But to talk about broadleaf trees is to get away from seeing forestry as plantation with a high economic return in the short run, and a product only useful for posts and pulp. Instead, it is to talk about downstream, highly labour intensive, often small scale industry such as furniture manufacturing, which ironically, at the moment, has to import its timber. It is to talk about people and their land, and not about tax-free financial returns to absentee landlords - the financiers and pension and insurance-fund managers.

Alternatives for development


``Look'' says Hugh James, pointing out across the beautiful Lough Allen, with the Sliebh Anierin behind, where iron was first mined back in Celtic times. ``Look at the potential for tourist development around the lough - but there is nothing. Not so much as a mooring, a shop, a pub, or a restaurant. There is a 10th Century monastery on the island. No one goes there.

→ **MATERIAL**
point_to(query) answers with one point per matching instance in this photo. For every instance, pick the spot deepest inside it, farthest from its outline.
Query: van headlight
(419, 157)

→ **REQUIRED TASK**
Write out the article on broadleaf forestry word for word, starting with "But to talk" and going on through "and insurance-fund managers.". Rely only on the article on broadleaf forestry.

→ **EXERCISE ANSWER**
But to talk about broadleaf trees is to get away from seeing forestry as plantation with a high economic return in the short run, and a product only useful for posts and pulp. Instead, it is to talk about downstream, highly labour intensive, often small scale industry such as furniture manufacturing, which ironically, at the moment, has to import its timber. It is to talk about people and their land, and not about tax-free financial returns to absentee landlords - the financiers and pension and insurance-fund managers.